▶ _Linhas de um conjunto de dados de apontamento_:
○ ○ ○ ○ ○

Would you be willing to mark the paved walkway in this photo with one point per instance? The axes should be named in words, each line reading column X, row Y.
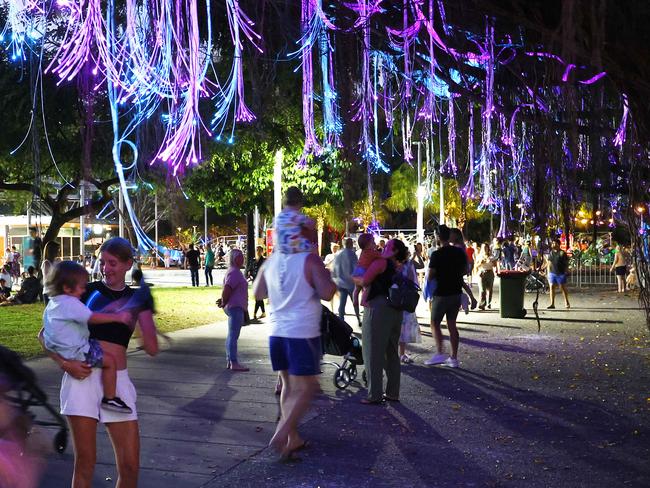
column 567, row 407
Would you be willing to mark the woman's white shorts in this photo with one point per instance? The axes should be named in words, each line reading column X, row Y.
column 83, row 398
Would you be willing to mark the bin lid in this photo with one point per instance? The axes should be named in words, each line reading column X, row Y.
column 511, row 273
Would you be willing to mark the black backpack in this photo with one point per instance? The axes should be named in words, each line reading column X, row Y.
column 404, row 294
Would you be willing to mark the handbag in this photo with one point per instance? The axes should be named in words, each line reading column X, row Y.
column 404, row 294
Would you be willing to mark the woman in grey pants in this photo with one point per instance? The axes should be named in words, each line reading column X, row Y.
column 382, row 325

○ ○ ○ ○ ○

▶ _O que fazer_: Reescreva todo o material acima como um CSV de duas colunas, "texto" e "resposta". Cada linha deve trazer um texto e a resposta correspondente, cada um num único campo entre aspas, com as quebras de linha trocadas por espaços e sem as imagens.

▶ _Resposta modelo_:
texto,resposta
"Would you be willing to mark the paved walkway in this photo with one point per instance? The axes should be named in words, each line reading column X, row Y.","column 567, row 407"
"Would you be willing to mark the woman's white shorts in this photo with one point per instance? The axes should be named in words, each line reading column X, row Y.","column 83, row 398"
"Would you be willing to mark the bin lid in this photo with one point per instance? The axes should be named in words, each line reading column X, row Y.","column 511, row 273"
"Would you be willing to mark the black backpack in this photo with one point per instance? The axes should be named in words, each line reading column X, row Y.","column 404, row 294"
"Would you be willing to mark the handbag in this photo with one point per instance? The axes should be named in words, each line reading column X, row Y.","column 404, row 294"
"Would you be willing to mark the woman in grey pants in this photo with one point per instance? The axes should be named in words, each line reading column X, row Y.","column 382, row 325"